## Records to use
<<<<

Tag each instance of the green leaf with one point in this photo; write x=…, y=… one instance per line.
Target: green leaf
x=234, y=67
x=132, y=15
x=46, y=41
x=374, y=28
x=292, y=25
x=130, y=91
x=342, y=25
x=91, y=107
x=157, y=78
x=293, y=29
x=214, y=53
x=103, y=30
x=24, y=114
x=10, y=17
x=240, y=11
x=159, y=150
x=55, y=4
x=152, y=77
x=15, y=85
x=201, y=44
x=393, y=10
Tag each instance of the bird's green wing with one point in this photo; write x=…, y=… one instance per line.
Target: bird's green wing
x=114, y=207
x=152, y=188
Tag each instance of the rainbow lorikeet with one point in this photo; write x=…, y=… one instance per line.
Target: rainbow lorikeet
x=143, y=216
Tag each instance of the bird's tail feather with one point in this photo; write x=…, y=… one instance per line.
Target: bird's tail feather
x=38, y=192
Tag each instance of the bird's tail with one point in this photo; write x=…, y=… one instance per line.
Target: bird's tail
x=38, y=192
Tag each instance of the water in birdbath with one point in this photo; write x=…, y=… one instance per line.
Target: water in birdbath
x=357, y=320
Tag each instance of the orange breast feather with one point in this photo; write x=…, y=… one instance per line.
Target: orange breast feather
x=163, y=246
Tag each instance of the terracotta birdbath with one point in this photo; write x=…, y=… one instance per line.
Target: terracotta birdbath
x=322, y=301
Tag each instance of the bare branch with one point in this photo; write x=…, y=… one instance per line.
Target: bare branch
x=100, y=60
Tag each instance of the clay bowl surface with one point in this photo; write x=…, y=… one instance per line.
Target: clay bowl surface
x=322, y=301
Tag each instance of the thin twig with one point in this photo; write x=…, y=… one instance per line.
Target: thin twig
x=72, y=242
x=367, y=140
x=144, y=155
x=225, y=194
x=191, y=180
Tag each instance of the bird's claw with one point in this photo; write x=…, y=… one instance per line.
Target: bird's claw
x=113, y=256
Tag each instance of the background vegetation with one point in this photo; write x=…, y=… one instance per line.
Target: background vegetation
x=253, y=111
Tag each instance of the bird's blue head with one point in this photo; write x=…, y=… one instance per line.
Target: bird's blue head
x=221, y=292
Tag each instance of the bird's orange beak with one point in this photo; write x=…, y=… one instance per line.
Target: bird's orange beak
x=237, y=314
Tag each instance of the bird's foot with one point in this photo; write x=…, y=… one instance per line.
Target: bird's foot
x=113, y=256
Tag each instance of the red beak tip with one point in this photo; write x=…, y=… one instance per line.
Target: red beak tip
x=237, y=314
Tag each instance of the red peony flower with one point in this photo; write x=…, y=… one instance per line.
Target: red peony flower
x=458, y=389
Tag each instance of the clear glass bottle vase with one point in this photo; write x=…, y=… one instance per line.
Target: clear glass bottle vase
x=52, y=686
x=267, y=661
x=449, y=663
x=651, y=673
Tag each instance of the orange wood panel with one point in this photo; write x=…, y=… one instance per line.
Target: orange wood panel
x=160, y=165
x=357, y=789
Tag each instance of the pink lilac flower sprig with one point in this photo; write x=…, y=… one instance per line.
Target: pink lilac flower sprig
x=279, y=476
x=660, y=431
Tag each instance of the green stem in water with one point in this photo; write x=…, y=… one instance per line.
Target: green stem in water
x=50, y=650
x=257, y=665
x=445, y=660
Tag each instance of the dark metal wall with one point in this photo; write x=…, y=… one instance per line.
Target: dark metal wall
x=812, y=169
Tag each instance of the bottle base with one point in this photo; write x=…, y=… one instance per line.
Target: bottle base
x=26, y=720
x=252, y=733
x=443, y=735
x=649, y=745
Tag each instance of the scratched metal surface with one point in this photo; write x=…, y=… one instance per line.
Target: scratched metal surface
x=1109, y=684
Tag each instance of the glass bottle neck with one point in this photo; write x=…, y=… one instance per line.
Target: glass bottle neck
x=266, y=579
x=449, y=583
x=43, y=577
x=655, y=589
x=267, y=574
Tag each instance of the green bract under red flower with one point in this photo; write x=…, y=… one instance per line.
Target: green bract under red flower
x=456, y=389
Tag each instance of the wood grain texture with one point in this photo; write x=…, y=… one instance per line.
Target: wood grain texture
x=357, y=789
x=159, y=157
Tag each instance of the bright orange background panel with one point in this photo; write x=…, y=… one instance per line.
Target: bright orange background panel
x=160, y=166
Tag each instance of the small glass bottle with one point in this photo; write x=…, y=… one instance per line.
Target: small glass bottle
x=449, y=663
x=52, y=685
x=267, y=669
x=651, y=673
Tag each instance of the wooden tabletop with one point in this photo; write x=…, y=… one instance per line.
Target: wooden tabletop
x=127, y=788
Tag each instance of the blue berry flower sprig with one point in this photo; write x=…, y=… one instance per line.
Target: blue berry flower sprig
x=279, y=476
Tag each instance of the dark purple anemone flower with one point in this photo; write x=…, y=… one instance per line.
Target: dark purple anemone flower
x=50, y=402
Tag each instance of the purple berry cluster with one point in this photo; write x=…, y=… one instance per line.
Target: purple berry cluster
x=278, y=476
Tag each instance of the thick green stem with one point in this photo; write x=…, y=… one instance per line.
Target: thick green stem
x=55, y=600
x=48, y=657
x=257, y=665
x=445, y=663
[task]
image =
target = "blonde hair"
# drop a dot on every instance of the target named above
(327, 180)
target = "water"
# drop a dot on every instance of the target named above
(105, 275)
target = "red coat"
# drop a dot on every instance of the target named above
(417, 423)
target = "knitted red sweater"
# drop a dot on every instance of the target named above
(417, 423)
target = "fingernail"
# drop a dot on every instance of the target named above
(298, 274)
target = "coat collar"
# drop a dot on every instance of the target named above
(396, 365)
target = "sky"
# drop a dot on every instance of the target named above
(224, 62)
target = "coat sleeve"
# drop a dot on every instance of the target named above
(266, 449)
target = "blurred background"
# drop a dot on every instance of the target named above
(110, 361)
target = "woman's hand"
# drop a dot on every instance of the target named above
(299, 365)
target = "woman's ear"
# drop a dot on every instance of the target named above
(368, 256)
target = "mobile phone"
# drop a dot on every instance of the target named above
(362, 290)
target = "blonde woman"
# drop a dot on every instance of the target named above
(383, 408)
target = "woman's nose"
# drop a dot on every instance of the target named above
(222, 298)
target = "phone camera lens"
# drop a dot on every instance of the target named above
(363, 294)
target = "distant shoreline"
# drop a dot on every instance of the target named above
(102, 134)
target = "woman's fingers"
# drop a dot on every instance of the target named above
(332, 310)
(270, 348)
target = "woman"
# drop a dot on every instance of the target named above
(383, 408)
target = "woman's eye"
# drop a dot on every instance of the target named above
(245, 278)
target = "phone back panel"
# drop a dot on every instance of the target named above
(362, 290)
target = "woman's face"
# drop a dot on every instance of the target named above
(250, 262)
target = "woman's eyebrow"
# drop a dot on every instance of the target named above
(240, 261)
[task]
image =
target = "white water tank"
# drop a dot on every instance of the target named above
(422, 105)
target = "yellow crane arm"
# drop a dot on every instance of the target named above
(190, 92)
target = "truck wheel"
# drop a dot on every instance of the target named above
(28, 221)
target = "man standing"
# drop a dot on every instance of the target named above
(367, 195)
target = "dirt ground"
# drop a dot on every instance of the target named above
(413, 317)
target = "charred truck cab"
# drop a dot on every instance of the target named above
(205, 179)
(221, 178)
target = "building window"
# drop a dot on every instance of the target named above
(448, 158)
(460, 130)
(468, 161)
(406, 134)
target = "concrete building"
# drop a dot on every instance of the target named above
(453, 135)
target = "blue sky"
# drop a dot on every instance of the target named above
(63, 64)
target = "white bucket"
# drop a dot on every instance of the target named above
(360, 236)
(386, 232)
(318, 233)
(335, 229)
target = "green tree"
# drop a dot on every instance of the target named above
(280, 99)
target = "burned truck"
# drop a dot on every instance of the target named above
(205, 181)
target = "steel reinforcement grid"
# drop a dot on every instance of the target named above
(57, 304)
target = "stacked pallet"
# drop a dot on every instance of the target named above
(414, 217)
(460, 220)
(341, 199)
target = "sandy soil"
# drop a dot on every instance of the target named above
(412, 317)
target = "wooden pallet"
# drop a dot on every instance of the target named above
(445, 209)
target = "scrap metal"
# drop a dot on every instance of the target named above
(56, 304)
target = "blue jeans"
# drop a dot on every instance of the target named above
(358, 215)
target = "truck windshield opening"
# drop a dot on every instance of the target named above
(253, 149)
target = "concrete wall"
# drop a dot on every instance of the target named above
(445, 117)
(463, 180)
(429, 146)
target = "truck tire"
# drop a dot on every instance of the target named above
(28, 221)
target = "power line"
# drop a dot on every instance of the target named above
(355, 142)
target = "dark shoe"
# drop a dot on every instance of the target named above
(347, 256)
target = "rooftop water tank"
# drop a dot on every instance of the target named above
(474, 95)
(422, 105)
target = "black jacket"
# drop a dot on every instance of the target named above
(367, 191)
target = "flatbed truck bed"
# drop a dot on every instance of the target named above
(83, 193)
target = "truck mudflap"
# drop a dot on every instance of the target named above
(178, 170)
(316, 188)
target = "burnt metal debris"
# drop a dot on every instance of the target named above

>>>>

List each line in the material above that contains the word "dark", copying every such line in full.

Tag each instance of the dark metal wall with one point in this photo; write x=…, y=… one instance per line.
Target: dark metal wall
Tag each instance of the dark purple anemone flower with one point in this photo; write x=…, y=… one instance per line.
Target: dark purple anemone flower
target = "dark shoe"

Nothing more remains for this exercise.